START DATA TO EXAMINE

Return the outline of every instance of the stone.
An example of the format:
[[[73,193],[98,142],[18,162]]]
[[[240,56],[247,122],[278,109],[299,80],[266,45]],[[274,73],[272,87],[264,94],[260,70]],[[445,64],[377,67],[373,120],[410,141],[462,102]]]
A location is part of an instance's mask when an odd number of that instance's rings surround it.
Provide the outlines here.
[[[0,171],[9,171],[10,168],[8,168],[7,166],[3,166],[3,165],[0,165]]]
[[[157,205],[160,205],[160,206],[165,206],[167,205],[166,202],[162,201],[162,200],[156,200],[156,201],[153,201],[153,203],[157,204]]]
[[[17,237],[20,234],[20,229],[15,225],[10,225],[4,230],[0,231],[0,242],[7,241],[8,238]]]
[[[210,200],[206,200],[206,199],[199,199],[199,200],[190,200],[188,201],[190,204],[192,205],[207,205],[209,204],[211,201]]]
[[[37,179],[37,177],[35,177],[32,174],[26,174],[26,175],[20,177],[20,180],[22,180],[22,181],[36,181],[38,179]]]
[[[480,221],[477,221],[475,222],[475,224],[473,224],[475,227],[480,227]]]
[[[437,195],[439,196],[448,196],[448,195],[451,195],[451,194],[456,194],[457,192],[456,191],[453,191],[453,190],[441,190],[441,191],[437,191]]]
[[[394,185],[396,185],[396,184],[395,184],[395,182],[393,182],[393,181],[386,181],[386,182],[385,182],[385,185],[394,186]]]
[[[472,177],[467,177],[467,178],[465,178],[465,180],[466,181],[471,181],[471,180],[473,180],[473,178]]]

END DATA TO EXAMINE

● EXERCISE DESCRIPTION:
Please reproduce exactly the lines from the first one of the records above through the line containing "A location is", both included, and nothing else.

● SOLUTION TO THE PROBLEM:
Return the outline of every instance of the stone.
An example of the format:
[[[73,193],[98,142],[18,162]]]
[[[240,56],[247,122],[278,109],[299,80],[266,45]],[[274,73],[272,87],[264,94],[260,70]],[[445,64],[377,67],[373,120],[410,141],[462,102]]]
A location is part of an instance's mask when an odd number of that instance's rings surround it.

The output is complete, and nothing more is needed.